WHAT YOU ARE ASKED TO DO → Can the data below be echoed back word for word?

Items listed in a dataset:
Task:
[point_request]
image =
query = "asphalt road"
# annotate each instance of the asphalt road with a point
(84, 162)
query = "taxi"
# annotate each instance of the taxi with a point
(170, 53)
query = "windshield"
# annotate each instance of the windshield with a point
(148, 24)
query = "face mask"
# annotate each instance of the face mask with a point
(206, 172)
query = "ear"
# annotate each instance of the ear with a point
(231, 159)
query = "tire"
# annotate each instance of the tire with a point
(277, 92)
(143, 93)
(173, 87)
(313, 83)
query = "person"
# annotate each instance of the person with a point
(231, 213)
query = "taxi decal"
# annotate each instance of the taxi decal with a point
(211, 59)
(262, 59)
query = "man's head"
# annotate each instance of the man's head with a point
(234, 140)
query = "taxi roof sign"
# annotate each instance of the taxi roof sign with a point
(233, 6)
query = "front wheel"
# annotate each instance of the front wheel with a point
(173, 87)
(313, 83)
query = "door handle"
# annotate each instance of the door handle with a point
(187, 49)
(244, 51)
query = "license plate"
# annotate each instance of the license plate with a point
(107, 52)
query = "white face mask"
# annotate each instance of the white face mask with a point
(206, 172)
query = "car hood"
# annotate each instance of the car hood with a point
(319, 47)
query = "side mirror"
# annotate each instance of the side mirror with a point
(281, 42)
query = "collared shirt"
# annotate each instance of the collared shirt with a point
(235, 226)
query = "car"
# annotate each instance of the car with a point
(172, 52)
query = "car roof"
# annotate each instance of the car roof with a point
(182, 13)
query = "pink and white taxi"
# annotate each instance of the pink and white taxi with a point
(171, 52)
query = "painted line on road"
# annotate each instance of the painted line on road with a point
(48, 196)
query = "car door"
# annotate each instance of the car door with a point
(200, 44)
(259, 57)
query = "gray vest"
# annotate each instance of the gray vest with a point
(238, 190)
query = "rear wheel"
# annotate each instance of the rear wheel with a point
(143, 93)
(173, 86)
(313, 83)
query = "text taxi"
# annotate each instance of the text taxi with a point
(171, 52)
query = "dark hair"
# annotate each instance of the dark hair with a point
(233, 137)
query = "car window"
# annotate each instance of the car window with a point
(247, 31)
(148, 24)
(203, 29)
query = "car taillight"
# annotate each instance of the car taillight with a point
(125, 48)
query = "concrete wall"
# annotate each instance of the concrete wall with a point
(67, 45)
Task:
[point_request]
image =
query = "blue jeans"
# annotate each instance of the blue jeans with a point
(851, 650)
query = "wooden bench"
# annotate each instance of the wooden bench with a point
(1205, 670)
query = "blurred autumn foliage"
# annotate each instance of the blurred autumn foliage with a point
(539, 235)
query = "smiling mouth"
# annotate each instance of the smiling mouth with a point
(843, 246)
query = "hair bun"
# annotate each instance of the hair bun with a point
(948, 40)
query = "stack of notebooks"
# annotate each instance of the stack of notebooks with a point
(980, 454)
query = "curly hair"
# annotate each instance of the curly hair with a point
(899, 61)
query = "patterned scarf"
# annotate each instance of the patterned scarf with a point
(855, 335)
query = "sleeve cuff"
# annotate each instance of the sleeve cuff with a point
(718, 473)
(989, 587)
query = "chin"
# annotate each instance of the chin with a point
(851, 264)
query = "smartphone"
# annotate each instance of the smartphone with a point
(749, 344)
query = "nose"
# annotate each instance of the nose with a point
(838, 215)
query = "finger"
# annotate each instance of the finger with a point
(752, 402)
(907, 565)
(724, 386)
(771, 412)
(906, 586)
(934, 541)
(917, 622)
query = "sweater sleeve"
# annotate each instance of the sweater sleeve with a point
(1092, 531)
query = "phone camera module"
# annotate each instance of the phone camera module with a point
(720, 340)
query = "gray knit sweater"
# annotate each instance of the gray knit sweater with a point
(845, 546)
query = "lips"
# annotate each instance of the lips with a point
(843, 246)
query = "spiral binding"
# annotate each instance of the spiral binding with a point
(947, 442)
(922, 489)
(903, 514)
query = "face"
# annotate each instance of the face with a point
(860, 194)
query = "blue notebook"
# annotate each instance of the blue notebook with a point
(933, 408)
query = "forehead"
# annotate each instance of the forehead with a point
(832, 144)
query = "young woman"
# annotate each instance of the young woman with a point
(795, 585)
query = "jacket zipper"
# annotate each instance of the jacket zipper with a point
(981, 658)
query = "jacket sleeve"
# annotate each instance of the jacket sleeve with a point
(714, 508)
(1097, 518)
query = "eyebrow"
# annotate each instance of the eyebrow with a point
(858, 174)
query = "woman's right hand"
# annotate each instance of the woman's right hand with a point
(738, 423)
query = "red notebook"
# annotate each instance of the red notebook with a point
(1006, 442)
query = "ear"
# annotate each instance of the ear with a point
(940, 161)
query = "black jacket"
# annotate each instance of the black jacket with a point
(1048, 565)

THE REPLY →
Task:
[point_request]
image =
query = "asphalt road"
# annotate each instance of the asphalt road with a point
(84, 162)
query = "taxi"
# annotate each instance of the taxi with a point
(170, 53)
query = "windshield"
# annotate each instance of the windshield with a point
(148, 24)
query = "face mask"
# annotate each instance of the face mask with a point
(206, 172)
query = "ear"
# annotate each instance of the ear with a point
(231, 159)
query = "tire"
# annotate each instance of the tire with a point
(277, 92)
(143, 93)
(173, 87)
(313, 83)
query = "person"
# annotate each instance of the person with a point
(231, 213)
query = "taxi decal"
# annotate each instance of the taxi decal with a point
(211, 59)
(262, 59)
query = "man's head"
# annotate each instance of the man's head with a point
(234, 140)
query = "taxi roof sign"
# annotate each instance of the taxi roof sign with a point
(233, 6)
query = "front wheel"
# annotate each instance of the front wheel with a point
(173, 87)
(313, 83)
query = "door handle"
# annotate each instance of the door handle with a point
(187, 49)
(244, 51)
query = "license plate"
# annotate each instance of the license plate with a point
(107, 52)
query = "white face mask"
# annotate each instance of the white face mask with a point
(206, 172)
query = "car hood"
# annotate each instance of the car hood with a point
(319, 47)
query = "side mirror"
# annotate each instance of the side mirror with a point
(281, 42)
query = "collared shirt"
# annotate each instance of the collared shirt with a point
(235, 226)
query = "car"
# annotate each instance of the car with a point
(172, 52)
query = "car roof"
# annotate each instance of the car roof with a point
(182, 13)
query = "pink and white taxi"
# annotate each instance of the pink and white taxi with a point
(171, 52)
query = "painted line on road"
# annotate each instance of the painted line on road with a point
(48, 196)
query = "car door"
# annotate each instance of the car door with a point
(200, 44)
(259, 57)
query = "gray vest"
# annotate each instance of the gray vest with a point
(238, 190)
query = "rear wheel"
# annotate each instance of the rear wheel with a point
(143, 93)
(173, 86)
(313, 83)
query = "text taxi"
# annotate each instance of the text taxi with a point
(171, 52)
query = "dark hair"
# annotate each instance of the dark hair with a point
(233, 137)
query = "car window"
# annotate each instance of the car window with a point
(247, 31)
(148, 24)
(203, 29)
query = "car taillight"
# annotate each instance of the car taillight with a point
(125, 48)
query = "concrete wall"
# annotate each instance of the concrete wall with a point
(67, 45)
Task:
[point_request]
image =
query = "blue jeans"
# annotate each instance of the blue jeans with a point
(851, 650)
query = "wooden bench"
# annotate each instance of the wooden bench with a point
(1205, 670)
query = "blurred autumn foliage"
# annotate each instance of the blurred autumn foliage with a point
(539, 235)
query = "smiling mouth"
# annotate each instance of the smiling mouth with a point
(843, 246)
query = "hair bun"
# annotate each instance of the hair bun with a point
(948, 40)
query = "stack of notebooks"
# annotate each instance of the stack of notebooks with a point
(980, 454)
query = "curly hair"
# annotate each instance of the curly hair with a point
(899, 61)
query = "patterned scarf"
# annotate each instance of the patterned scarf with a point
(855, 335)
query = "sleeve cuff"
# annotate each instance of the sleeve cuff with a point
(718, 473)
(989, 587)
query = "chin"
# annotate each instance of the chin with a point
(851, 264)
query = "smartphone"
# annotate each instance of the smartphone with a point
(749, 344)
query = "nose"
# annotate each instance of the nose with a point
(838, 215)
query = "finger"
# annotate each instance of the finger with a point
(752, 402)
(907, 565)
(724, 386)
(771, 412)
(906, 586)
(934, 541)
(917, 622)
query = "sweater sleeve"
# annotate each instance of the sweater sleeve with a point
(1092, 531)
query = "phone camera module"
# annotate each instance of the phone camera module with a point
(720, 340)
query = "gray knit sweater"
# annotate each instance of the gray knit sweater with a point
(845, 546)
query = "lips"
# annotate each instance of the lips with a point
(843, 246)
query = "spiral binding"
# annotate each instance of the spiral binding with a point
(947, 442)
(922, 489)
(903, 514)
query = "face"
# annotate each instance of the face with a point
(860, 194)
query = "blue notebook"
# annotate each instance of the blue notebook with a point
(933, 408)
query = "forehead"
# annotate each instance of the forehead with a point
(832, 144)
query = "young woman"
# annotate each instance of the young woman with a point
(795, 585)
query = "jacket zipper"
# annotate each instance of the jacket zipper with a point
(981, 658)
query = "jacket sleeve"
# annotate each instance of the jacket sleeve with a point
(714, 508)
(1097, 518)
query = "eyebrow"
# annotate each instance of the eyebrow with a point
(858, 174)
query = "woman's right hand"
# annotate each instance of the woman's right hand with a point
(738, 423)
query = "red notebook"
# annotate each instance of the red notebook with a point
(1006, 442)
query = "ear"
# annotate each instance of the ear with a point
(940, 161)
query = "black jacket"
# annotate each instance of the black jacket with a point
(1048, 565)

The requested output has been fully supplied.